RECORDS SUPPLIED:
════════════════

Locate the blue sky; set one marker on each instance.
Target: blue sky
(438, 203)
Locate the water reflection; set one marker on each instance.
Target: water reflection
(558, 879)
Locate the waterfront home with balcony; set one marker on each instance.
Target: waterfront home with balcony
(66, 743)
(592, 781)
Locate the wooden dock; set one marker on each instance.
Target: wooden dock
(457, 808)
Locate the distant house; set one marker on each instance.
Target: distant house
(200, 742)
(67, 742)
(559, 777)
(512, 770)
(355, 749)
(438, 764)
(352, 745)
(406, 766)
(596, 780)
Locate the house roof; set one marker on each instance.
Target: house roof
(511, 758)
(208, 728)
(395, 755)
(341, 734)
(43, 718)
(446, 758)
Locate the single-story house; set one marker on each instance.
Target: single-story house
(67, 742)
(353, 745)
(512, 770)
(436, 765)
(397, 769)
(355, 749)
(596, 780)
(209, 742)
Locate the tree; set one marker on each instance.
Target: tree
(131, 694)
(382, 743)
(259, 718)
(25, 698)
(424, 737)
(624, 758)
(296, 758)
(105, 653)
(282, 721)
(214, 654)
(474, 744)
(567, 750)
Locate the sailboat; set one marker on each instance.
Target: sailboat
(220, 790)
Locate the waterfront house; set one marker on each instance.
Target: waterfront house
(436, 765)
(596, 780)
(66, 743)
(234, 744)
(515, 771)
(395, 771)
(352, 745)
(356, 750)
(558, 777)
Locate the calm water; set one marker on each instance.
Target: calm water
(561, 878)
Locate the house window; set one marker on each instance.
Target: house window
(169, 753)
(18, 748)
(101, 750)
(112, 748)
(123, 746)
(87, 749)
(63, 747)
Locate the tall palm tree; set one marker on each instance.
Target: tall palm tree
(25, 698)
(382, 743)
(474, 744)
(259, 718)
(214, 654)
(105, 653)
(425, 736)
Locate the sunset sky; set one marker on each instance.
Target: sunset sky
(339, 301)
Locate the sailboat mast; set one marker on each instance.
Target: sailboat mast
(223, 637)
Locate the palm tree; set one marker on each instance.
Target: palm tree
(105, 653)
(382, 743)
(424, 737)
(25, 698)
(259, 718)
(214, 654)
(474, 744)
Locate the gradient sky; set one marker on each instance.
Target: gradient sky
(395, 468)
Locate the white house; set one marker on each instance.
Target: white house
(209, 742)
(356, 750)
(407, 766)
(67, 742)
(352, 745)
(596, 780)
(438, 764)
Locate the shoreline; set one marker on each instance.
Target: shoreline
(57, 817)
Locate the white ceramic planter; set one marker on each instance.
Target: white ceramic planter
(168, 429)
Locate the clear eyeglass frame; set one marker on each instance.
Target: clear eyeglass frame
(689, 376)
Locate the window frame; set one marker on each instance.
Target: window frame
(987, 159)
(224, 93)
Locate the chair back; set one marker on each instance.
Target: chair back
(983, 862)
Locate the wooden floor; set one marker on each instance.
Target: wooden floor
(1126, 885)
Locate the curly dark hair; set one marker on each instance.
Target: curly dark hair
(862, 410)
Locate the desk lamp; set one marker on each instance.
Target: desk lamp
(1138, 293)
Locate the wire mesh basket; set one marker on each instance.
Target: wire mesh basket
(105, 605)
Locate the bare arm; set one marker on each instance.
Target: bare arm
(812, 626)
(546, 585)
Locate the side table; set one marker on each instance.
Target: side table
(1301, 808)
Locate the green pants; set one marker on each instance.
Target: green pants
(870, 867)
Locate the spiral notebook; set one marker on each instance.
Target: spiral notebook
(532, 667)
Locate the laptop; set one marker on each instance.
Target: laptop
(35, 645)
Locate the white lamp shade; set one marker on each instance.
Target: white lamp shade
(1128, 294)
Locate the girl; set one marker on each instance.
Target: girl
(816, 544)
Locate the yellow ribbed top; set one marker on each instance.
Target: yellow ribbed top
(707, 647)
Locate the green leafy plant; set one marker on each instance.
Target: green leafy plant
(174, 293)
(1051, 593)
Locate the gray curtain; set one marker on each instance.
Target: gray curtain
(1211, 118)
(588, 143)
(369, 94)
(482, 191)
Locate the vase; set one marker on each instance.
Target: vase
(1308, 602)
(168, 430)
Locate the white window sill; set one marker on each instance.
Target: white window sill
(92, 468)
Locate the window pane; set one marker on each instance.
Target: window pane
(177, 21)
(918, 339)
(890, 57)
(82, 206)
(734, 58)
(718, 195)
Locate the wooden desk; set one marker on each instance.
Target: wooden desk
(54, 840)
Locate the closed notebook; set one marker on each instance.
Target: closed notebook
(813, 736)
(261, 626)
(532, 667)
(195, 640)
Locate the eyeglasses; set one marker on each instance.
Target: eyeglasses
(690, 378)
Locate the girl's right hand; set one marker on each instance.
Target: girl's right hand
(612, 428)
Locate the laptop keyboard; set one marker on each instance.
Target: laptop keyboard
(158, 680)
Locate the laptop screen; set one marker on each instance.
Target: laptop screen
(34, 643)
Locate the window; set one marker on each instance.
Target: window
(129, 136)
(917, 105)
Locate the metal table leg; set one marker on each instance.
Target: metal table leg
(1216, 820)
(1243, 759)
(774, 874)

════════════════

WHAT YOU HAVE TO DO: Print every one of the records above again, word for word and unchanged.

SOLUTION FOR THIS PROBLEM:
Locate the blue sky; set one marker on each instance.
Target: blue sky
(438, 203)
Locate the water reflection; set one marker on each instance.
Target: water reflection
(558, 879)
Locate the waterfront home with balcony; set one marker on each instance.
Target: waterfront home with balcony
(66, 743)
(592, 781)
Locate the wooden dock; set one marker on each instance.
Target: wooden dock
(457, 808)
Locate the distant house; set one marker on each instance.
Target: distant house
(200, 742)
(67, 742)
(559, 777)
(512, 770)
(355, 749)
(438, 764)
(352, 745)
(406, 766)
(596, 780)
Locate the house roof; set one marker on each instance.
Target: house roof
(511, 758)
(208, 728)
(395, 755)
(341, 734)
(43, 718)
(446, 758)
Locate the single-story house; set one marker on each instance.
Target: single-story house
(67, 742)
(353, 745)
(512, 770)
(436, 765)
(397, 769)
(355, 749)
(596, 780)
(209, 742)
Locate the tree; set one marker on each instance.
Target: tree
(131, 694)
(382, 743)
(259, 718)
(25, 698)
(424, 737)
(624, 758)
(296, 758)
(105, 653)
(282, 721)
(214, 654)
(474, 744)
(567, 750)
Locate the sailboat; set one marker on each instance.
Target: sailboat
(220, 790)
Locate the waterfront house; set one marker on each instance.
Target: waterfront house
(436, 765)
(596, 780)
(66, 743)
(234, 744)
(515, 771)
(395, 771)
(352, 745)
(356, 750)
(558, 777)
Locate the calm water; set one marker on each instance.
Target: calm water
(561, 878)
Locate the house window; set one marker on each instance.
Target: house window
(169, 753)
(18, 748)
(101, 750)
(112, 748)
(123, 746)
(87, 749)
(63, 747)
Locate the tall palm tree; set one marker on each instance.
Target: tall palm tree
(25, 698)
(382, 743)
(474, 744)
(259, 718)
(214, 654)
(105, 653)
(425, 736)
Locate the sunset sky; set one marker on each instance.
Target: sunset sky
(339, 301)
Locate the sailboat mast; set one marker on each instance.
Target: sailboat mast
(223, 637)
Locate the palm tree; set one marker on each instance.
Target: palm tree
(105, 653)
(382, 743)
(424, 737)
(25, 698)
(259, 718)
(214, 654)
(474, 744)
Locate the gradient sky; set one marker on each instance.
Target: gradient sky
(395, 468)
Locate the white house; set one marker on each instance.
Target: white house
(209, 742)
(356, 750)
(407, 766)
(67, 742)
(352, 745)
(596, 780)
(438, 764)
Locate the shoreline; set one marker on each instance.
Target: shoreline
(57, 817)
Locate the white ceramic planter; set one marker on each instance.
Target: white ceramic planter
(168, 429)
Locate the clear eyeglass frame; set one marker on each instance.
Target: clear eyeglass frame
(689, 376)
Locate the window frame; set one marker on each instance.
Target: window frame
(987, 159)
(224, 93)
Locate the chair back; set one marker on each instance.
Target: chair back
(983, 862)
Locate the wooden floor; set one marker on each instance.
Target: wooden floor
(1126, 885)
Locate the curly dark hair; set one marker on each instance.
Target: curly dark hair
(862, 410)
Locate the desk lamp; set one marker on each instance.
Target: desk lamp
(1138, 293)
Locate the wire mesh basket; set one marker on each instance.
Target: wire mesh basket
(105, 605)
Locate the bare arm; set one marker on each instance.
Target: bare arm
(812, 626)
(546, 585)
Locate the side table; set one marker on each instance.
Target: side table
(1301, 808)
Locate the green pants; set one marker on each instance.
Target: green pants
(870, 867)
Locate the spiral notebook; set one marker on each instance.
Target: spiral notebook
(532, 667)
Locate the laptop; set one marker on each instance.
Target: laptop
(35, 645)
Locate the white lamp shade; set one marker on each instance.
Target: white lamp shade
(1128, 294)
Locate the girl; set one marker on each instance.
Target: girl
(816, 544)
Locate the yellow ribbed top; set one marker on each instance.
Target: yellow ribbed top
(707, 647)
Locate the green leafy plant; set one marker on each instance.
Target: green leafy plant
(174, 293)
(1051, 593)
Locate the gray curtain; set one marker on each instance.
Target: gray curtain
(1211, 118)
(588, 143)
(369, 94)
(482, 191)
Locate the vase; set one marker on each instance.
Target: vase
(1308, 602)
(168, 430)
Locate the white window sill; set one marker on each instance.
Target: white window sill
(92, 468)
Locate the window pane; set one marker on each instance.
Target: window pane
(177, 21)
(918, 339)
(890, 57)
(82, 206)
(734, 58)
(718, 195)
Locate the wooden desk; set one marker on each instance.
Target: wooden desk
(54, 840)
Locate the closed notebook; set one marker on each instance.
Target: closed notebook
(813, 736)
(261, 626)
(532, 667)
(195, 640)
Locate the eyeglasses; set one marker on each instance.
Target: eyeglasses
(690, 378)
Locate the girl's right hand; set one marker on each instance.
Target: girl's right hand
(612, 428)
Locate the laptop keyboard; set one marker on each instance.
Target: laptop keyboard
(158, 680)
Locate the laptop screen; set one marker on each instance.
Target: laptop screen
(34, 643)
Locate the window; set one marker on each instance.
Target: window
(129, 136)
(917, 105)
Locate the metal table leg; set one marker on each instance.
Target: metal table leg
(1216, 820)
(1243, 759)
(774, 874)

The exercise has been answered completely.